§ **WRITTEN TASK**:
Using the text on silicone rubber for high-voltage insulators, explain what makes an R¹ group in formula (1) a substituted monovalent hydrocarbon group.

The invention provides a silicone rubber composition for use as a high-voltage electrical insulator according to claim 1.
Further aspects are methods of preparing the compositions (claim 12), curing them to make insulators (claim 14) and use for insulation (claim 16).

FURTHER EXPLANATIONS; PREFERRED AND OPTIONAL FEATURES

A first essential composition of the silicone rubber composition for use as high-voltage electrical insulators according to the invention is an organopolysiloxane, of the following average compositional formula (1): R¹ _nSiO_(4-n)/2 wherein R¹, which may be the same or different, is a substituted or unsubstituted monovalent hydrocarbon group and n is a positive number of 1.98 to 2.02.
In formula (1), R¹ represents substituted or unsubstituted monovalent hydrocarbon groups bonded to silicon atoms, preferably of 1 to 10 carbon atoms, more preferably 1 to 8 carbon atoms. Included are unsubstituted monovalent hydrocarbon groups, for example, alkyl groups such as methyl, ethyl, propyl, isopropyl, butyl, isobutyl, tert-butyl, hexyl, and octyl; cycloalkyl groups such as cyclohexyl; alkenyl groups such as vinyl, allyl, propenyl, isopropenyl, butenyl, and hexenyl; aryl groups such as phenyl and tolyl; and aralkyl groups such as benzyl, phenylethyl, and phenylpropyl; as well as substituted monovalent hydrocarbon groups in which some or all of the hydrogen atoms attached to carbon atoms in the foregoing groups are substituted with halogen atoms, cyano groups, etc., for example, halogen- and cyano-substituted alkyl groups such as chloromethyl, bromoethyl, trifluoropropyl, and cyanoethyl. The substituents represented by R¹ may be identical or different.
It is preferred that 0.001 to 5 mol%, especially 0.01 to 1 mol% of all the R¹ groups in a molecule is an alkenyl group. The remaining is a methyl or phenyl group. In this case, at least 95 mol%, especially at least 99 mol% of all the R¹ groups is preferably a methyl group.
No particular limits are imposed on the molecular structure of the organopolysiloxane, e.g. of formula (1), although those blocked with triorganosilyl groups such as trimethylsilyl group, dimethylvinylsilyl group, divinylmethylsilyl group and trivinylsilyl group at the end of their molecular chain are preferred. Basically, linear organopolysiloxanes in which the main chain of the molecule consists essentially of the recurrence of diorganosiloxane units are preferable although the linear organopolysiloxanes may contain a small amount of mono-organosiloxane units and branched siloxane units such as SiO₂ units in a molecule, and a mixture of two or more organopolysiloxanes having different molecular structures is acceptable.
The organopolysiloxane preferably has an average degree of polymerization (or the number of silicon atoms in a molecule) of about 100 to about 100,000, especially about 4,000 to about 20,000, and a viscosity of at least 100 centistokes at 25°C, especially 100,000 to 10,000,000 centistokes at 25°C.

§ **DATASET EXTRACT**:
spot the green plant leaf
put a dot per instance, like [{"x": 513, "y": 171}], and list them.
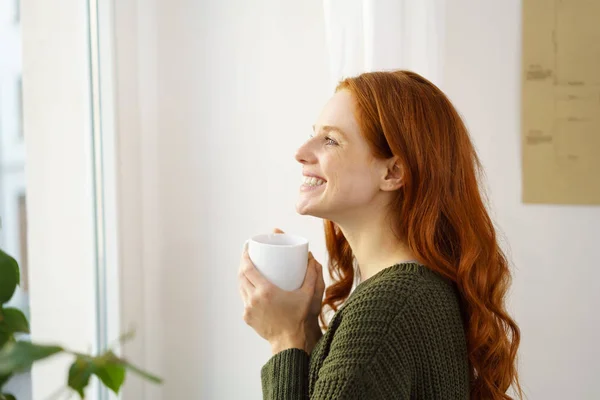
[
  {"x": 112, "y": 375},
  {"x": 79, "y": 374},
  {"x": 9, "y": 277},
  {"x": 4, "y": 379},
  {"x": 14, "y": 321},
  {"x": 18, "y": 356},
  {"x": 4, "y": 338}
]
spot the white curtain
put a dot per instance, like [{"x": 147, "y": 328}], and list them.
[{"x": 369, "y": 35}]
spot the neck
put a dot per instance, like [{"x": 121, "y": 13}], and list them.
[{"x": 374, "y": 244}]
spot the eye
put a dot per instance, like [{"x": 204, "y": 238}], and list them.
[{"x": 330, "y": 141}]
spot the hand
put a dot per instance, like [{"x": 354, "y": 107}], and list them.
[{"x": 277, "y": 315}]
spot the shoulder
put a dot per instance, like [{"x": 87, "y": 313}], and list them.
[{"x": 399, "y": 287}]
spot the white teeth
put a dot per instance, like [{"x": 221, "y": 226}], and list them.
[{"x": 311, "y": 181}]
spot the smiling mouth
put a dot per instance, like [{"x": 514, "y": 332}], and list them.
[{"x": 311, "y": 181}]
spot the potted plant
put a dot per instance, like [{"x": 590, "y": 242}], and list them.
[{"x": 19, "y": 355}]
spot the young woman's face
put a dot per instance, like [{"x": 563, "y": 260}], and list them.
[{"x": 346, "y": 175}]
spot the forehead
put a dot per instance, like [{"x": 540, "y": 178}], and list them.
[{"x": 339, "y": 111}]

§ **TASK OUTPUT**:
A substituted R¹ group is one of the listed hydrocarbon groups in which some or all of the hydrogen atoms attached to carbon atoms are replaced with halogen atoms, cyano groups and the like. The examples given are chloromethyl, bromoethyl, trifluoropropyl and cyanoethyl.